[Passage given]:
Start

# locum tenens



## larkatin (Aug 17, 2009)

I understand that to bill LT, among several other things, the regular physician is unavailable to provide the visit services, this LT cannot be billed for a continuous period over 60 days, charges must include Q6 modifier.  Here is our potential scenario (I am researching just in case the docs really want to go this route):  our anesthesia group is looking to use LT to cover call from 7 pm to 7 am and some weekends.  I say it's not LT because this "LT" would not be taking the place of someone on vacation, sick, etc., but covering because the regular staff would prefer not being on call so often.  One doc says he is "unavailable" and that meets the criteria.  I think it means we need to hire someone else.  This would not be a temporary situation.  Also - if the LT works just Sundays, how does that apply to the continuous time?  If I understand Chapter 12 of the Part B Manual, there are starting and ending times for the main physician's absence and that time period is the "continuous period" for the LT coverage.  One last issue - what is the difference between Q5 and Q6?


----------



## LLovett (Aug 17, 2009)

Q5 is reciprocal billing arrangement. This is more what your providers want, I think you may be on the right track with just hiring someone else though.

http://www.cms.hhs.gov/manuals/downloads/clm104c01.pdf

page 65 is where it starts talking about reciprocal billing.

It sounds like they are just wanting to supplement service without having to take on additional hours. Which is not what the locum tenens or reciprocal billing policies are meant for.

Continuous time is exactly that, 60 consecutive calendar days, not business days or days worked. It would start over every time the regular physician came back then left again. So your locum works 60 days and your regular doctor comes back on day 61 then is off again on day 62, the 60 days for a locum starts over again at that point.

Hopefully this is helpful and not confusing,

Laura, CPC, CEMC


----------



## RebeccaWoodward* (Aug 17, 2009)

End

[Exercises to complete]:
1. Reproduce the part of the locum tenens thread from "Q5 is reciprocal" up to and including "about reciprocal billing.".
2. Extend the forum thread on locum tenens billing, picking up immediately after its final line.
The listing that comes next is drawn from a separate source.

[Bounding box data excerpts]:
Start

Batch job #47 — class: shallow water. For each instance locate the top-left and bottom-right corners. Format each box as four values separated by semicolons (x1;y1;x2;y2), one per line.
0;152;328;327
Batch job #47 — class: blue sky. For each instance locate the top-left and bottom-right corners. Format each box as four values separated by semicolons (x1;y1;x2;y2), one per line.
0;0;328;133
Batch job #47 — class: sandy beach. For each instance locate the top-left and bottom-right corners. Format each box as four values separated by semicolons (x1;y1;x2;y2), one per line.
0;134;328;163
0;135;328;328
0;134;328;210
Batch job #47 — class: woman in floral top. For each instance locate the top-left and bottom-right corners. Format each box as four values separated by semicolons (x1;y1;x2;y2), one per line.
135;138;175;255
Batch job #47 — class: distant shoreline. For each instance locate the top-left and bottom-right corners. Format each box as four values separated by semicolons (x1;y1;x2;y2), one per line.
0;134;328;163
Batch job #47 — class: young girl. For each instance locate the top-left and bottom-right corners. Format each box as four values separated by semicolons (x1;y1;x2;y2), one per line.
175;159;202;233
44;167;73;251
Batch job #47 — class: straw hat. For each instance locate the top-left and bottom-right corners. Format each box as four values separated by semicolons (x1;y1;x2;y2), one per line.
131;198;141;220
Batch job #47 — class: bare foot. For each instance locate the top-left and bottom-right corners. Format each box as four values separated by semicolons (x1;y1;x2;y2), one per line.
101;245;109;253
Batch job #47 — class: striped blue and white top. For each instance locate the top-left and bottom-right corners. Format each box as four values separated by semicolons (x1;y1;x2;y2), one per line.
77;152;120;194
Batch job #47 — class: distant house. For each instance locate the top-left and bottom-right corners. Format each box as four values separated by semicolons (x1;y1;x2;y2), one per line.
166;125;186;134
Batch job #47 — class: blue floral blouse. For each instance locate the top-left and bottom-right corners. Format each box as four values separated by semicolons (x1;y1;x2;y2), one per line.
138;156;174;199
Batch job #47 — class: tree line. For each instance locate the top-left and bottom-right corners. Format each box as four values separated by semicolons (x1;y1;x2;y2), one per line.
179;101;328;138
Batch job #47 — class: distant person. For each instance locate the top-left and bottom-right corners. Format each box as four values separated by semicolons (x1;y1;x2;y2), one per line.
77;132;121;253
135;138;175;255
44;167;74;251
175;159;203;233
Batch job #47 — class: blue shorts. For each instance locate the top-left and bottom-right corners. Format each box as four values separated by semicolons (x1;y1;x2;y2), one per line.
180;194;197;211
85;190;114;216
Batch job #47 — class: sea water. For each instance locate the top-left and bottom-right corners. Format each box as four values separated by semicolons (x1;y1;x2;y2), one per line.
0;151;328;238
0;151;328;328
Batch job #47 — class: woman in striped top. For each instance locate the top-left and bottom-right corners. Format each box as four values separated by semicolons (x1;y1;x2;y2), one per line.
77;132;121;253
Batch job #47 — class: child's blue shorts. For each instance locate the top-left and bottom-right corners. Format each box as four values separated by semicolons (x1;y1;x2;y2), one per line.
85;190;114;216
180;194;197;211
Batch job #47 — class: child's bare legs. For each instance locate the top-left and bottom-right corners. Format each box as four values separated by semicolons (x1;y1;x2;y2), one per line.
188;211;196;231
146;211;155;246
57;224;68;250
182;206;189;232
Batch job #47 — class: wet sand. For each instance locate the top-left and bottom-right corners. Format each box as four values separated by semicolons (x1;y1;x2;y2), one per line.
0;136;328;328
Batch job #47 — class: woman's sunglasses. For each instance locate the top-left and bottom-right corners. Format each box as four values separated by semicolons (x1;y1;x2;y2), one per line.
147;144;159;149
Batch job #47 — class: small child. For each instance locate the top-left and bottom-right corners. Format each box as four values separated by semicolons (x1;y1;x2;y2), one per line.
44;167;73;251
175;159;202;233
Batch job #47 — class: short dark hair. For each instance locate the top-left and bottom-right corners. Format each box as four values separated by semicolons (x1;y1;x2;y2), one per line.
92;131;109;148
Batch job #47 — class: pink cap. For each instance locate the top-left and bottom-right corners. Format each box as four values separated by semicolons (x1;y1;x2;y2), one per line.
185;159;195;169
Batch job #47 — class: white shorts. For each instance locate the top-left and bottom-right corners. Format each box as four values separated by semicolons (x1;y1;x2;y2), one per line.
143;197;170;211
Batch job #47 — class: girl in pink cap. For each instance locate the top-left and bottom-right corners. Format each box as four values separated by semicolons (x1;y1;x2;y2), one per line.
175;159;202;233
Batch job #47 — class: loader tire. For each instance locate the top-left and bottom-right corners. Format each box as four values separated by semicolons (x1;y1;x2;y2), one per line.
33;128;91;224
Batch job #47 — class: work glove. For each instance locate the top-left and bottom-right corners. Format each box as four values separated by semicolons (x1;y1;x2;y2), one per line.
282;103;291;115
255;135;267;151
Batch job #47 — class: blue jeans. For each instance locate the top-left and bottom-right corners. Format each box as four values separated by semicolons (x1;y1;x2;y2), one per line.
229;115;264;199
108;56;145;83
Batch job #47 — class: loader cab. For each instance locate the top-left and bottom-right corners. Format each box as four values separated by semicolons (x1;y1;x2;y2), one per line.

End

[Answers for the exercise]:
1.
Q5 is reciprocal billing arrangement. This is more what your providers want, I think you may be on the right track with just hiring someone else though.

http://www.cms.hhs.gov/manuals/downloads/clm104c01.pdf

page 65 is where it starts talking about reciprocal billing.

2.
*The Use of Locum Tenens for Short Term Coverage*

Q: Could a practice hire a locum tenens physician to cover for the regular physician on their weekly days off? 

A: This situation does not match the locum tenens provision. The locum tenens arrangement is distinct from a temporary coverage situation, when one physician fills in for another for brief periods of time, such as after hours, weekends, vacations, and the like. Generally, the locum tenens physician has temporary contractor status. The arrangement cannot be a permanent employment situation in which the substitute "rotates" by covering for physicians on their weekly days off. This, in effect would constitute permanent employment and the application of the locum tenens rules in scenarios for which they were not designed. Whereas a provider's days off are a regularly recurring event without limit, the need for a "fill-in" physician exceeds the 60 day limit inherent to locum tenens. Therefore, a practice could not hire a "fill-in" physician to cover other doctors' days off and bill the services under the locum tenens provision. 

See CMS Publication 100-4, Chapter One, Section 30.2.10-11 for specifics on locum tenens through the following link: http://www.cms.hhs.gov/manuals/104_claims/clm104c01.pdf


----------



## larkatin (Aug 18, 2009)

Thanks for the helpful information!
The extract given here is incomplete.